>>>>
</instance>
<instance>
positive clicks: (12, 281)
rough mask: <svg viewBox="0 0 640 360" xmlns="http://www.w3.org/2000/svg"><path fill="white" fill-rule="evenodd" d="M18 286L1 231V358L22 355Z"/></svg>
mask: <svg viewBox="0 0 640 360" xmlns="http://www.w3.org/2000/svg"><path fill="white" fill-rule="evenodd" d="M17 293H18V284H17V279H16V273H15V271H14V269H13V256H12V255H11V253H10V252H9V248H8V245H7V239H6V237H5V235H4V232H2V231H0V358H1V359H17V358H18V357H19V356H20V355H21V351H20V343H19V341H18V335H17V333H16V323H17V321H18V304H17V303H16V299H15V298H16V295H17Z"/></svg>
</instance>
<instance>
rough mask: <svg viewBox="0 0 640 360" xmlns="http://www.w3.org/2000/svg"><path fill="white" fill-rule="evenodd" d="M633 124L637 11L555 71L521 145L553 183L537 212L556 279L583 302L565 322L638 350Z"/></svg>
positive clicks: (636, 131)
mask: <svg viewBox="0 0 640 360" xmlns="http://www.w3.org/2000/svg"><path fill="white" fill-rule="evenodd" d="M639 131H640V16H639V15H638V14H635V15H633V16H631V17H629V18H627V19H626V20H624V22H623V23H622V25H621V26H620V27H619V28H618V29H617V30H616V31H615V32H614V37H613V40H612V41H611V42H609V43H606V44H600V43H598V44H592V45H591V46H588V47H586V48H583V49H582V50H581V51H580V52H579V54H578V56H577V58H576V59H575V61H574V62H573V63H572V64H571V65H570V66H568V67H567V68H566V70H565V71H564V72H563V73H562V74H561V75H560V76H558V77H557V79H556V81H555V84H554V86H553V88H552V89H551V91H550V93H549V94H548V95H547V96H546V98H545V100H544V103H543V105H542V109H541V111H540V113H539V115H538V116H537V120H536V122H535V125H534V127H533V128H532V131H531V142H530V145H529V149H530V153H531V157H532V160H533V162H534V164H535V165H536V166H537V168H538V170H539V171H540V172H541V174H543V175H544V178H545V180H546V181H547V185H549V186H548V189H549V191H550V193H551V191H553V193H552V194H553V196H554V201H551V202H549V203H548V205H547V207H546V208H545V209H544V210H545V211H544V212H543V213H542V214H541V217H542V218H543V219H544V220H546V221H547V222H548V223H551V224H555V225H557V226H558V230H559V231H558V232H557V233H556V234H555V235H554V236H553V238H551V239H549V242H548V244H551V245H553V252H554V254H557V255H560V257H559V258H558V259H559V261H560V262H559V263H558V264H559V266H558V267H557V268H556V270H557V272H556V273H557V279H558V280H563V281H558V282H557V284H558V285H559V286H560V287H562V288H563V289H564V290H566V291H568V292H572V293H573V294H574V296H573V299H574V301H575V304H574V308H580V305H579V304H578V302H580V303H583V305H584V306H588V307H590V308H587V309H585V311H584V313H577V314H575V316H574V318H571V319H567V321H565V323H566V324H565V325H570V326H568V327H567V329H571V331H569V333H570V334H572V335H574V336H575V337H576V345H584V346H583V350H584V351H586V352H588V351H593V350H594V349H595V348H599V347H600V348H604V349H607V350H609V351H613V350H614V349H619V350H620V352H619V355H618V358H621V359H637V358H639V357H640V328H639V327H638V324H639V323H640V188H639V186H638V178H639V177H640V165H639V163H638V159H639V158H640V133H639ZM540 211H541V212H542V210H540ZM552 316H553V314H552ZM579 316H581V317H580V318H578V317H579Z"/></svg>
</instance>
<<<<
> How to complete this task: Output every entry exactly as it appears.

> Result for this task:
</instance>
<instance>
positive clicks: (12, 281)
rough mask: <svg viewBox="0 0 640 360" xmlns="http://www.w3.org/2000/svg"><path fill="white" fill-rule="evenodd" d="M18 286L1 231V358L22 355Z"/></svg>
mask: <svg viewBox="0 0 640 360" xmlns="http://www.w3.org/2000/svg"><path fill="white" fill-rule="evenodd" d="M17 293H18V284H17V279H16V273H15V271H14V269H13V256H12V255H11V253H10V252H9V248H8V245H7V239H6V237H5V235H4V232H2V231H0V358H1V359H17V358H18V357H19V356H20V355H21V351H20V343H19V341H18V335H17V333H16V323H17V321H18V304H17V303H16V299H15V298H16V295H17Z"/></svg>
</instance>
<instance>
rough mask: <svg viewBox="0 0 640 360" xmlns="http://www.w3.org/2000/svg"><path fill="white" fill-rule="evenodd" d="M633 124L637 11L555 71L521 145L553 183L537 212L556 279L583 302L565 322L638 350Z"/></svg>
positive clicks: (636, 131)
mask: <svg viewBox="0 0 640 360" xmlns="http://www.w3.org/2000/svg"><path fill="white" fill-rule="evenodd" d="M639 131H640V16H639V15H638V14H635V15H633V16H631V17H629V18H627V19H626V20H624V22H623V23H622V25H621V26H620V27H619V28H618V29H617V30H616V31H615V32H614V37H613V40H612V41H611V42H609V43H606V44H600V43H598V44H592V45H591V46H588V47H586V48H583V49H582V50H581V51H580V52H579V54H578V56H577V58H576V59H575V61H574V62H573V63H572V64H571V65H570V66H568V67H567V68H566V70H565V71H564V72H563V73H562V74H561V75H560V76H558V77H557V79H556V81H555V84H554V86H553V88H552V89H551V91H550V93H549V94H548V95H547V96H546V98H545V100H544V103H543V105H542V109H541V111H540V113H539V115H538V116H537V120H536V122H535V125H534V127H533V128H532V131H531V142H530V145H529V149H530V153H531V157H532V160H533V162H534V164H535V165H536V166H537V168H538V170H539V171H540V172H541V174H543V175H544V178H545V180H546V181H547V185H549V186H548V189H549V191H550V193H551V191H553V193H552V194H553V196H554V201H551V202H549V203H548V205H547V207H546V208H545V209H544V210H545V211H544V212H543V213H542V214H541V217H542V218H543V219H544V220H546V221H547V222H548V223H551V224H555V225H557V226H558V230H559V231H558V232H557V233H556V234H555V235H554V236H553V238H551V239H549V242H548V244H551V245H553V252H554V254H557V255H560V257H559V258H558V259H559V261H560V262H559V263H558V264H559V266H558V267H557V268H556V270H557V272H556V273H557V279H558V280H563V281H558V282H557V284H558V285H559V286H560V287H562V288H563V289H564V290H566V291H568V292H572V293H573V294H574V296H573V299H574V301H575V304H574V308H580V305H579V304H578V302H580V303H583V305H584V306H588V307H590V308H587V309H585V311H584V313H577V314H575V316H574V318H571V319H567V321H565V323H566V324H565V325H570V326H568V327H567V329H571V331H569V333H570V334H572V335H574V336H575V337H576V345H584V346H583V350H584V351H586V352H588V351H593V350H594V349H595V348H599V347H600V348H604V349H607V350H609V351H613V350H614V349H619V350H620V352H619V355H618V358H621V359H637V358H639V357H640V328H639V327H638V324H639V323H640V188H639V186H638V178H639V177H640V165H639V163H638V159H639V158H640V133H639ZM540 211H541V212H542V210H540ZM552 316H553V314H552ZM579 316H581V317H580V318H578V317H579Z"/></svg>
</instance>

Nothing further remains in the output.